Photo-based referring expression data:

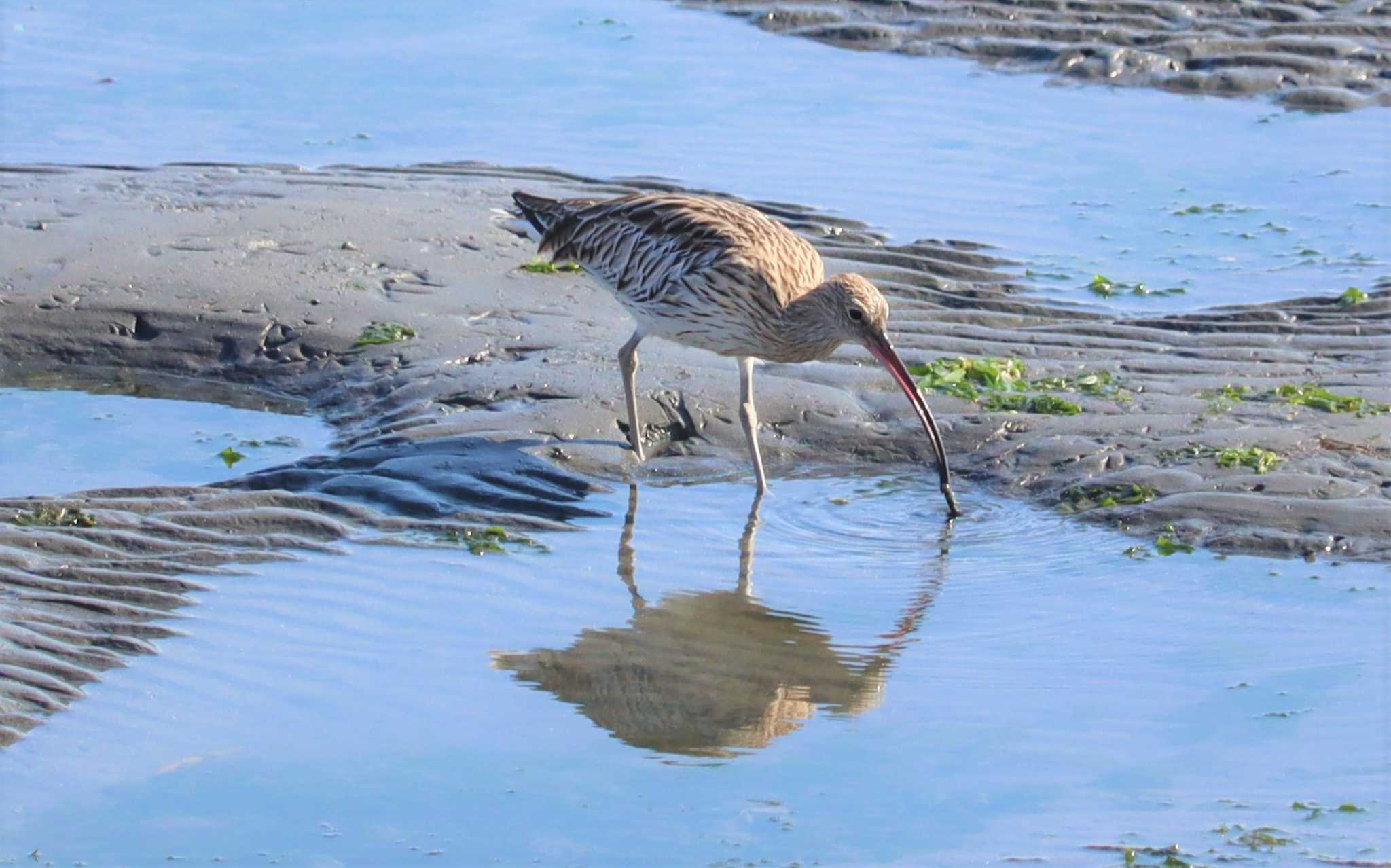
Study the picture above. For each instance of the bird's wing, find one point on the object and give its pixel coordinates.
(643, 245)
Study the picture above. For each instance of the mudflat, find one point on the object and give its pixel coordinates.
(1308, 53)
(468, 390)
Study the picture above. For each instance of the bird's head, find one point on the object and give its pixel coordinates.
(856, 306)
(860, 313)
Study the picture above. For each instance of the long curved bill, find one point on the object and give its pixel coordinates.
(882, 350)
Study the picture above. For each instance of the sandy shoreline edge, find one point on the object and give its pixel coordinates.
(505, 407)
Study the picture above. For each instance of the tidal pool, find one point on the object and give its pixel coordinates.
(844, 681)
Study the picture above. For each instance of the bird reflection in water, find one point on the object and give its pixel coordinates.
(712, 674)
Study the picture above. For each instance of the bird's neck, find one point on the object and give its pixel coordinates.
(806, 330)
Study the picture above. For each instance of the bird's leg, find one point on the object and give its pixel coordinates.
(628, 363)
(748, 416)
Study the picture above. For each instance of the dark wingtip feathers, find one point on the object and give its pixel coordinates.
(533, 208)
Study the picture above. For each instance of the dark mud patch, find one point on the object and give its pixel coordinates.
(1311, 54)
(507, 401)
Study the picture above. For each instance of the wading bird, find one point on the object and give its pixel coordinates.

◆ Work instruction ◆
Lines from the one containing "bird's neck, find" to the last line above, both included: copy these exactly and write nothing else.

◆ Solution for this exercise ◆
Study the picture above. For each instance of the bird's neck, find one point on the object and give its pixel coordinates.
(806, 330)
Study the picture above. For each instance of the bird's leg, find one point on the object and give its pixel coordinates.
(628, 363)
(748, 416)
Study the picture above. For each instance of the dark wingtip feathers, find one point on the object and give its pixel coordinates.
(533, 208)
Study the picture above. For each instance of the dark mud patch, find one point on the object and give its pixel coordinates.
(1311, 54)
(507, 401)
Study the picture above. For each instance of the wading bird, find one point on the object and give its pixel coordinates.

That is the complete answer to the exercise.